Requisiti del compito:
(a) Nel testo sulla biologia sintetica, Hector Garcia Martin definisce rivoluzionarie le possibilità offerte da Art: per quale motivo? Rispondi in una, due o tre frasi.
(b) Prosegui il testo sulla biologia sintetica, cominciando subito dopo l'ultima frase riportata.

Testo di partenza:
* * *

L'intelligenza artificiale ha imparato a progettare cellule che non esistono in natura: dopo i supercomputer, è la nuova alleata della biologia sintetica, cui promette di mettere il turbo nella riprogettazione di sistemi viventi come lieviti e batteri per numerose applicazioni, dalla produzione di farmaci a quella di biocarburanti. Lo dimostrano due studi pubblicati su Nature Communications dai ricercatori del Lawrence Berkeley National Laboratory negli Stati Uniti.
Il loro nuovo algoritmo, chiamato Automated Recommendation Tool (Art), è in grado di prevedere (dopo un minimo addestramento) come certe modifiche del Dna o dei processi biochimici di una cellula possono cambiarne il comportamento, guidando così la sua ingegnerizzazione. "Le possibilità sono rivoluzionarie", spiega il coordinatore dello studio, Hector Garcia Martin. "Ora la bioingegneria è un processo molto lento: sono serviti anni per creare il farmaco antimalarico artemisinina. Se invece sei in grado di creare nuove cellule per un'indicazione specifica in un paio di settimane o mesi, puoi davvero stravolgere quello che puoi fare con la bioingegneria".

* * *

Voci fornite:
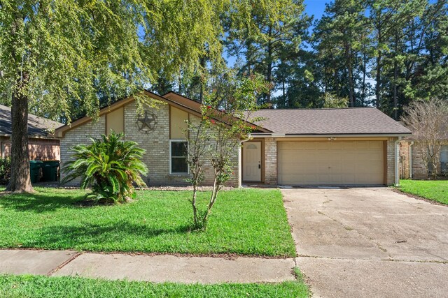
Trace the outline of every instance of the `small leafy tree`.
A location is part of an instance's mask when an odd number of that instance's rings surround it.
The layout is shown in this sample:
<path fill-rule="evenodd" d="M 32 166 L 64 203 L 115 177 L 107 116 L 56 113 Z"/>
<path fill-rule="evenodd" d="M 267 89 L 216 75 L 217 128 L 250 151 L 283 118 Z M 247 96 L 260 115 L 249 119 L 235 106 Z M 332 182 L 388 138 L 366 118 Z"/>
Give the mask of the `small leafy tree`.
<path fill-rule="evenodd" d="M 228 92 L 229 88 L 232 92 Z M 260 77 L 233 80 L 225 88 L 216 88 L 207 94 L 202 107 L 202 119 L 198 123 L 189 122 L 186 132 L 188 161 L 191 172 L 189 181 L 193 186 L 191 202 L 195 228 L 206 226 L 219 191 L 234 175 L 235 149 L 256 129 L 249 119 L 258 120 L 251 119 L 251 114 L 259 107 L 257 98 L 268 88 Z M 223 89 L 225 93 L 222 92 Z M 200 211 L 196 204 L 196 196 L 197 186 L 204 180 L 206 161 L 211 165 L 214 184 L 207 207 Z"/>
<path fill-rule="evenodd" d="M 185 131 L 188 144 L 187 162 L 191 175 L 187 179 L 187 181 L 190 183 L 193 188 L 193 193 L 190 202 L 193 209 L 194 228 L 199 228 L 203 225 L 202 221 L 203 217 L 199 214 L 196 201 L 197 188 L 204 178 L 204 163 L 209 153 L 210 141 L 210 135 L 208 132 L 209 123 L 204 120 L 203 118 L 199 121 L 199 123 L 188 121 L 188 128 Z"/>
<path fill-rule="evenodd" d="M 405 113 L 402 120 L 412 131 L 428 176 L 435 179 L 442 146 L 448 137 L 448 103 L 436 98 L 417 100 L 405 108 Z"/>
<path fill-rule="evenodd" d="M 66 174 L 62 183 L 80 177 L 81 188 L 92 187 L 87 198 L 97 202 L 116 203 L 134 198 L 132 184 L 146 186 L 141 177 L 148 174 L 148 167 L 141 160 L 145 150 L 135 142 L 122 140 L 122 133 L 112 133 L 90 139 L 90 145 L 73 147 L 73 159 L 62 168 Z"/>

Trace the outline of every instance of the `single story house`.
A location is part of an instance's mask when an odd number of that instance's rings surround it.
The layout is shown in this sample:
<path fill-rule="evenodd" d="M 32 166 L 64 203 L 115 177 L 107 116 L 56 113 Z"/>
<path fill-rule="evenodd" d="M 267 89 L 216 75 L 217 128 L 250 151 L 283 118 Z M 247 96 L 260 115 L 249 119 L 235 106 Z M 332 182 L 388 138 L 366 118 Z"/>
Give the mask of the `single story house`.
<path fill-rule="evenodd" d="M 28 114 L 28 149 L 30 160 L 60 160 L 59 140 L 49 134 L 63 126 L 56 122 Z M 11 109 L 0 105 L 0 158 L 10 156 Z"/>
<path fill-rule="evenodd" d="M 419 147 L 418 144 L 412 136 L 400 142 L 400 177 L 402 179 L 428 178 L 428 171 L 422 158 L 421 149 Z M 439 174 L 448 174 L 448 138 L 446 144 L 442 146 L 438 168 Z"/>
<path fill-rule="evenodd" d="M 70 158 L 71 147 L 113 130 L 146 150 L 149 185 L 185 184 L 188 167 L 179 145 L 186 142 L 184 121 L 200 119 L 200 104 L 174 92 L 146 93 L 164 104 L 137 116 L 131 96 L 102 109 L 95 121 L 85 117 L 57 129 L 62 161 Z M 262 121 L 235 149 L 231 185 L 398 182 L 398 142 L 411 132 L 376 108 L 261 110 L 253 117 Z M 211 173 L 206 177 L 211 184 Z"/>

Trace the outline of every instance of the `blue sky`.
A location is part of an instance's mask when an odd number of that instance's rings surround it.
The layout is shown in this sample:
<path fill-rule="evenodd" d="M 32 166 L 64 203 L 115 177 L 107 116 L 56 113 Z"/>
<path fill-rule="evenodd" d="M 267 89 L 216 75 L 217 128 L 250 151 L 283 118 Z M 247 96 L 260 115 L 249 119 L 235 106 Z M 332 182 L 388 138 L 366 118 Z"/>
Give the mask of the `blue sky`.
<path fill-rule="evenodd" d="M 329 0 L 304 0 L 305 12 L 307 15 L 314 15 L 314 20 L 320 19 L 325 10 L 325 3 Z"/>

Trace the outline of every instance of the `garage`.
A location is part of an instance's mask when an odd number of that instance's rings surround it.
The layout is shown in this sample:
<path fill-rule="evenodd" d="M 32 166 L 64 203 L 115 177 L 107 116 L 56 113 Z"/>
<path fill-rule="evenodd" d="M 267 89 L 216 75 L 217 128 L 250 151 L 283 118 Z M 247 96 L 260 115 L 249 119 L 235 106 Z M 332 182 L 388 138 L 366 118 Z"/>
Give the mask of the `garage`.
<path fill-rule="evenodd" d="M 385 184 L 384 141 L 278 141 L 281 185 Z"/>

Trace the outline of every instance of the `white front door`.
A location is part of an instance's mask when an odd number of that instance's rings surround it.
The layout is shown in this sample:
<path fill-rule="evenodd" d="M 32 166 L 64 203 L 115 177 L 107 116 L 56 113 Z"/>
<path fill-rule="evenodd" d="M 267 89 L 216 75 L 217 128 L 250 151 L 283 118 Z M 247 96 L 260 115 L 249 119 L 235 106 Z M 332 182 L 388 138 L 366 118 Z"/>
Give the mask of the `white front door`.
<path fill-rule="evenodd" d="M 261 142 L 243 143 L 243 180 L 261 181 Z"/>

* * *

Soluzioni proposte:
(a) Oggi la bioingegneria è un processo molto lento: per creare il farmaco antimalarico artemisinina sono serviti anni. Se invece si riuscisse a creare nuove cellule per un'indicazione specifica in un paio di settimane o mesi, si potrebbe stravolgere ciò che la bioingegneria permette di fare.

(b)
Per dimostrare l'utilità del sistema Art, i ricercatori lo hanno usato per ritoccare il metabolismo del lievito e aumentare la sua produzione dell'amminoacido triptofano. In particolare, hanno selezionato cinque geni, ciascuno dei quali controllato da altri geni o meccanismi regolatori, per un totale di quasi 8.000 possibili combinazioni. Grazie alla collaborazione con l'Università tecnica della Danimarca, hanno ottenuto dati sperimentali relativi a 250 combinazioni (pari al 3% di quelle possibili) che sono stati usati per addestrare l'intelligenza artificiale: così l'algoritmo ha imparato quale amminoacido viene prodotto in base ai geni accesi nella cellula. Usando un procedimento statistico, l'algoritmo ha poi dedotto come le restanti 7.000 e più combinazioni possono influire sulla produzione di triptofano, indicando la strada per aumentarla fino al 106%.